* **Given data**

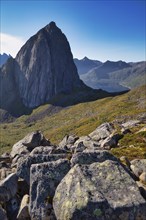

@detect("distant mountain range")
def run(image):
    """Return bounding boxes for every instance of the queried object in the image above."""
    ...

[74,57,146,92]
[0,53,11,67]
[0,22,110,120]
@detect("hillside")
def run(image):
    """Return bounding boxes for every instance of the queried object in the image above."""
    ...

[74,57,102,75]
[0,86,146,158]
[77,60,146,92]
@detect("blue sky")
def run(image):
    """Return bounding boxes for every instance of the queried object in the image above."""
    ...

[0,0,146,62]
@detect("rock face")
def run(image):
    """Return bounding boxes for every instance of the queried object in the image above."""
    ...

[0,22,85,116]
[30,159,70,220]
[0,173,18,202]
[53,160,146,220]
[17,154,66,184]
[11,131,50,158]
[15,22,82,108]
[0,53,11,67]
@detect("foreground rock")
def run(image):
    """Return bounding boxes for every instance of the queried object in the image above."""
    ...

[130,159,146,177]
[30,159,70,220]
[53,160,146,220]
[0,173,18,202]
[17,194,30,220]
[17,154,66,185]
[11,131,50,158]
[89,123,114,141]
[0,206,8,220]
[71,150,118,167]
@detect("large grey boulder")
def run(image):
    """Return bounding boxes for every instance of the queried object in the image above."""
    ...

[53,160,146,220]
[89,122,115,141]
[30,146,56,156]
[72,136,100,153]
[71,150,118,166]
[121,120,140,129]
[0,173,18,202]
[58,135,79,150]
[11,131,50,158]
[6,196,20,220]
[30,159,70,220]
[17,154,67,185]
[17,194,30,220]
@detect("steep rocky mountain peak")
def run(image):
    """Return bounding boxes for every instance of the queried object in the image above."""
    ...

[0,21,84,115]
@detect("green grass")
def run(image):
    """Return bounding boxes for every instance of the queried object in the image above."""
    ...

[0,86,146,159]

* **What the task requires**
Reproduce the data word for word, starting at its beginning and continuing through the line that contains "[77,60,146,92]", with that line included. Leave the pictures out of your answer.

* **Full solution**
@detect("distant mountain range")
def run(image):
    """Return bounding boxes for every instance of the queried object in the image above."""
    ...

[74,57,146,92]
[0,53,11,67]
[0,22,110,120]
@detect("hillside")
def run(image):
    """Return bounding boxes for every instance of the queried object in the image above."""
    ...

[74,57,102,75]
[0,86,146,158]
[77,60,146,92]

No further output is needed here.